[Referring expression pointing data]
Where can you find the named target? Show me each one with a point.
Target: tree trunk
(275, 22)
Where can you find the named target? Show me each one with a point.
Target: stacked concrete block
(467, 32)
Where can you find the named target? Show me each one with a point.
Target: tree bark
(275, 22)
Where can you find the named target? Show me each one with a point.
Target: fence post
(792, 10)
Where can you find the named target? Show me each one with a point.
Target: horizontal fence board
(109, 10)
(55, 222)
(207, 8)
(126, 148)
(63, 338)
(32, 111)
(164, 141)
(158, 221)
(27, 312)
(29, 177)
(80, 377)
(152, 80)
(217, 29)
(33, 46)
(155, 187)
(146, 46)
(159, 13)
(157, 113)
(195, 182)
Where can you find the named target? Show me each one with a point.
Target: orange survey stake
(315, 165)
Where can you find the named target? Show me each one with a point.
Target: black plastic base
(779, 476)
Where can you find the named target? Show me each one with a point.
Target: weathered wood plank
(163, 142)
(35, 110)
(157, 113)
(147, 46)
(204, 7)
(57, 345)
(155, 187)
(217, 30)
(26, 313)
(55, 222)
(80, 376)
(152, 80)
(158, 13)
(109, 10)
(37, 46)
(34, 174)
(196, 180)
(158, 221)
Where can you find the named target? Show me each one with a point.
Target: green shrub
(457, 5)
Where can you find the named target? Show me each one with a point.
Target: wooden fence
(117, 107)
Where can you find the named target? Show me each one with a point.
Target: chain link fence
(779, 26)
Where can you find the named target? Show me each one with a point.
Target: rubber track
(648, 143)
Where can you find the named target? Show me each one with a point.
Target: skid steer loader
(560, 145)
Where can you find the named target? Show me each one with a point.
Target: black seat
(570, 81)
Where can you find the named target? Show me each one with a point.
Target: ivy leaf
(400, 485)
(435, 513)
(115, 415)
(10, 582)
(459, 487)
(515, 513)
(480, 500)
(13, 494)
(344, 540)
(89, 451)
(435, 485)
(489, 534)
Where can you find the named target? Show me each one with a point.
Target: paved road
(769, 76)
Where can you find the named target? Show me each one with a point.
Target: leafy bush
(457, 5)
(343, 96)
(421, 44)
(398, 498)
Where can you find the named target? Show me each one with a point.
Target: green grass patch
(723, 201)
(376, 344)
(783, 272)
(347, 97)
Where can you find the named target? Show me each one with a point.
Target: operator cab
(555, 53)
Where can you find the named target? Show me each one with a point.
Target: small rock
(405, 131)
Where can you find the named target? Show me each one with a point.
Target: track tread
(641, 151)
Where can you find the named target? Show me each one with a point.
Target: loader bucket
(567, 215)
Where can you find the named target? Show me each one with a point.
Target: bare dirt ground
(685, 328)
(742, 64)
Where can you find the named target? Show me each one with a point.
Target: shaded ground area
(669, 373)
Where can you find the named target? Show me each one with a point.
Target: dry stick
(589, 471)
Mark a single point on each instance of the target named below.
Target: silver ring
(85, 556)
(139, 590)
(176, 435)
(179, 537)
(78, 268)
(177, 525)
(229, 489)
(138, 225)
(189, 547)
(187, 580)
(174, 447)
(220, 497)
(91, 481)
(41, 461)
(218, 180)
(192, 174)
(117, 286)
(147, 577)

What to do
Having looked over the entries above, reproduce all of them exactly.

Answer
Where can you find the named target? Show me each one with a point.
Target: tree trunk
(275, 22)
Where can you find the named target? Show me each one with a point.
Target: stacked concrete block
(467, 32)
Where can you find the named target? Show me each one with a point.
Target: tree bark
(275, 22)
Where can you find the named target? Show me each one with a point.
Target: fence post
(792, 10)
Where can you find the named target? Show me each one with a point.
Target: horizontal fence board
(109, 10)
(55, 222)
(207, 8)
(126, 148)
(63, 338)
(32, 111)
(164, 141)
(158, 221)
(27, 312)
(29, 177)
(80, 377)
(152, 80)
(217, 29)
(33, 46)
(155, 187)
(146, 46)
(159, 13)
(157, 113)
(195, 182)
Where can you find the named target? Show me each one with a point.
Target: orange survey stake
(315, 165)
Where can you find the named target? Show me each one with a point.
Target: black plastic base
(779, 476)
Where can you find the named target? Show me each one with a point.
Target: weathered wood plank
(163, 142)
(35, 110)
(157, 113)
(147, 46)
(204, 7)
(57, 345)
(155, 187)
(217, 30)
(26, 313)
(55, 222)
(80, 376)
(152, 80)
(158, 13)
(109, 10)
(37, 46)
(34, 174)
(196, 180)
(158, 221)
Where can you find the named target? Show me each one with a point.
Target: green shrub
(457, 5)
Where can you find the named target? Show me each one with a point.
Target: wooden fence
(117, 107)
Where can you find the named target? Show me each one with a point.
Target: chain link fence
(779, 26)
Where can you find the named target? Show me each one with a point.
Target: rubber track
(648, 143)
Where can you find the named target? Show me each one with a point.
Target: skid steer loader
(560, 145)
Where can you find the named target? Show me each one with a point.
Target: black seat
(570, 81)
Where can you find the named target? Show me each one with a point.
Target: ivy leaf
(400, 485)
(435, 513)
(115, 415)
(10, 582)
(459, 487)
(515, 513)
(480, 500)
(13, 494)
(344, 540)
(89, 451)
(435, 485)
(489, 534)
Where can you find the named target? Show me each one with a point.
Target: paved road
(769, 76)
Where can you find the named target? Show me each one with a point.
Target: leafy bush
(457, 5)
(343, 96)
(421, 44)
(398, 498)
Where can you find the named target? Show me each one with a point.
Target: green grass patch
(723, 201)
(376, 344)
(783, 272)
(347, 97)
Where can you find the named target? Show me each one with a point.
Target: operator cab
(555, 53)
Where can you find the named target? Show me each one with a point.
Target: small rock
(405, 131)
Where can you find the named target? Show me each one with a point.
Target: track tread
(641, 151)
Where can you find the named target? Show me each one with a point.
Target: loader bucket
(567, 215)
Where can you find the named target? Show me each one with a point.
Target: bare dirt ground
(685, 328)
(742, 64)
Where can you find the named target? Show me each one with a point.
Target: shaded ground area
(669, 373)
Where can you find the named target? Show me each one with a point.
Target: dry stick
(589, 471)
Mark a single point on each instance of the target named below.
Target: silver ring
(85, 556)
(139, 590)
(176, 435)
(179, 537)
(78, 268)
(177, 525)
(229, 489)
(138, 225)
(189, 547)
(187, 580)
(174, 447)
(220, 497)
(91, 481)
(41, 461)
(218, 180)
(192, 174)
(117, 286)
(147, 577)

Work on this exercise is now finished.